- **Data shown**
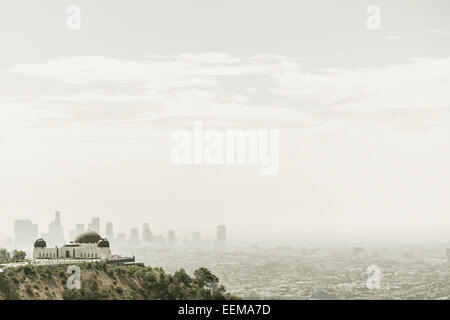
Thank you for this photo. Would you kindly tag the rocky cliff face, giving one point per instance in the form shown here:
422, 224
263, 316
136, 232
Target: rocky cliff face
99, 281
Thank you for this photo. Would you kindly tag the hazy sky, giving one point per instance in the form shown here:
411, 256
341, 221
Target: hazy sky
86, 115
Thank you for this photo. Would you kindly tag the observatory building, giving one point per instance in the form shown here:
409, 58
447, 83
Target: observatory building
87, 245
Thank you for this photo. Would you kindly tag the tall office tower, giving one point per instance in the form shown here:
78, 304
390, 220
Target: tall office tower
221, 237
134, 237
171, 238
55, 231
121, 239
146, 233
196, 238
25, 232
109, 231
94, 225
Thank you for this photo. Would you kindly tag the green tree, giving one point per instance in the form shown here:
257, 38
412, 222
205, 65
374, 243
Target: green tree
18, 256
5, 256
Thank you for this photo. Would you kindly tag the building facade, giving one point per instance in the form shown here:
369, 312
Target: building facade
87, 245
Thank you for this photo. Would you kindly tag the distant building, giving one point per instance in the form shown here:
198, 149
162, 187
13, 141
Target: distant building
221, 237
121, 238
88, 245
55, 230
25, 232
109, 230
134, 237
95, 225
171, 237
146, 233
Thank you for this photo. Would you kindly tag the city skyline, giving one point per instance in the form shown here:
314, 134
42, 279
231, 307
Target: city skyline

- **Problem statement**
Among the lines of the data above, some may hold the word "city"; report how many, as a single number.

- **Answer space**
2